§ **Exercise brief**:
Continue the article about Ocasio-Cortez's proposal to fund Medicare for All with Pentagon money, starting after its last sentence.

§ **Document section**:
+++++
Congresswoman-elect Alexandria Ocasio-Cortez suggested that “Medicare for all” costs be covered by money allocated to the Department of Defense.
The New York Democrat over the weekend referenced a Nation magazine report about problems with a Pentagon audit due to bookkeeping deficiencies, irregularities, and errors.
“In all, at least a mind-boggling $21 trillion of Pentagon financial transactions between 1998 and 2015 could not be traced, documented, or explained,” the progressive publication reported.
“$21 TRILLION of Pentagon financial transactions ‘could not be traced, documented, or explained.’ $21T in Pentagon accounting errors. Medicare for All costs ~$32T. That means 66% of Medicare for All could have been funded already by the Pentagon. And that’s before our premiums,” Ocasio-Cortez tweeted, citing the Nation article.
$21 TRILLION of Pentagon financial transactions “could not be traced, documented, or explained.”
$21T in Pentagon accounting errors. Medicare for All costs ~$32T.
That means 66% of Medicare for All could have been funded already by the Pentagon.
+++++
Point localization data
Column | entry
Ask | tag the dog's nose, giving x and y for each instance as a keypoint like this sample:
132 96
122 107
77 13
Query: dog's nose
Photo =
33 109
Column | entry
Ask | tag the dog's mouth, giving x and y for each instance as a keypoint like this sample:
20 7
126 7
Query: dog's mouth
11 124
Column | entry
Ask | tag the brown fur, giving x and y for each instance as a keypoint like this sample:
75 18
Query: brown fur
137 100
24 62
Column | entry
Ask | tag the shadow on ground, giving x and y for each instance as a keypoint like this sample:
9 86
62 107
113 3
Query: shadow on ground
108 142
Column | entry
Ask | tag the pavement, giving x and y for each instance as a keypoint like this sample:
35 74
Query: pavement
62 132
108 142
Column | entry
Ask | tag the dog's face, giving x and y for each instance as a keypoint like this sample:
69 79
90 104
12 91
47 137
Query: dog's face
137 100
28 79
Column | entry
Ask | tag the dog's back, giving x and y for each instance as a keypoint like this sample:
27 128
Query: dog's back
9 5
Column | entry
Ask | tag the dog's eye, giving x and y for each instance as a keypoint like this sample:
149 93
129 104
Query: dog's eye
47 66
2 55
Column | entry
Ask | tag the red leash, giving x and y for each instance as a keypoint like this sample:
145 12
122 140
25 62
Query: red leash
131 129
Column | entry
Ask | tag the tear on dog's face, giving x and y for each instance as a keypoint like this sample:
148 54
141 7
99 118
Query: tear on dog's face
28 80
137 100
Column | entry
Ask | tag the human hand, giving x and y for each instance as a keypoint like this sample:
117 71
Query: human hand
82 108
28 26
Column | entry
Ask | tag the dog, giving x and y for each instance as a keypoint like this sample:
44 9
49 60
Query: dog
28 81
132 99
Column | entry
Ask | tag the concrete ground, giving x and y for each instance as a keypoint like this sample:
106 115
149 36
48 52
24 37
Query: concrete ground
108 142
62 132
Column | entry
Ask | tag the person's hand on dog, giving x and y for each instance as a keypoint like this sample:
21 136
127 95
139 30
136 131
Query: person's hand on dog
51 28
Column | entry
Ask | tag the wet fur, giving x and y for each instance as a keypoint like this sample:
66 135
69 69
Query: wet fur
+++++
§ **Response to the task**:
And that’s before our premiums. https://t.co/soT6GSmDSG
— Alexandria Ocasio-Cortez (@Ocasio2018) December 2, 2018
Ocasio-Cortez, a socialist, is an advocate for universal healthcare. Long a goal on the Left, practical proposals about it frequently run into obstacles about how it would be paid for.
The libertarian-leaning Koch brothers estimate that over the first ten years, a Medicare for All system would cost the federal government $32 trillion.
Even if Ocasio-Cortez’s theorized proposal came to fruition, the $21 trillion Pentagon money, which has not yet been accounted for, was accumulated over a 17-year period, and would cover less than 66 percent of the first ten years of a universal healthcare system.